Data supplied>
····················
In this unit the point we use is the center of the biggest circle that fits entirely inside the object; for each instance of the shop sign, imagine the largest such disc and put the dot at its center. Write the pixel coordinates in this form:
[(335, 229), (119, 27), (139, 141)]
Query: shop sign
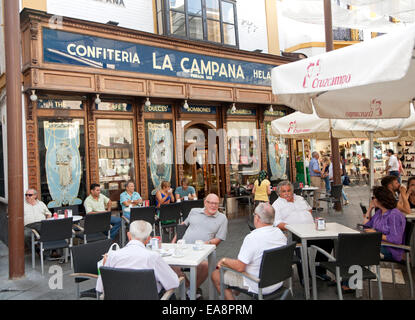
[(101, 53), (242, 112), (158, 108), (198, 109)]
····················
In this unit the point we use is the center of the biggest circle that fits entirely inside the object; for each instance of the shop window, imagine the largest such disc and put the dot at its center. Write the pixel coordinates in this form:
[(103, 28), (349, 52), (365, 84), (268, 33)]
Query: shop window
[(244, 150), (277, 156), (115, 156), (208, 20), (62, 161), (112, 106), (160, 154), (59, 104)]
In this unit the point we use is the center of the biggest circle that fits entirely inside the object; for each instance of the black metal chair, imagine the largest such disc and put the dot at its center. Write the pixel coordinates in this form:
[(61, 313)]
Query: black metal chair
····················
Problem to solve> Copy every line in the entries above that has the string "this" in it.

Reply>
In this unit the point we use is the center of the biggest circle that fits entirely inside the object; for each instance of the shop sign, imagine the largest such disc and put the dot at its center. Write the pixel coordinates in this form:
In this unit the point we use is the center of the biggest circle that fits entirely inside the object; for each instance of the shop window, imagine the largest such disc and put the dot at its center. Write the pixel coordinates in this form:
In this unit the point we use is the center of the biggest circle that fits entirely inside the object; for each instance of the black metal chair, imagine the largest such disc and put the dot at its center. Write the pixel coordinates in this form:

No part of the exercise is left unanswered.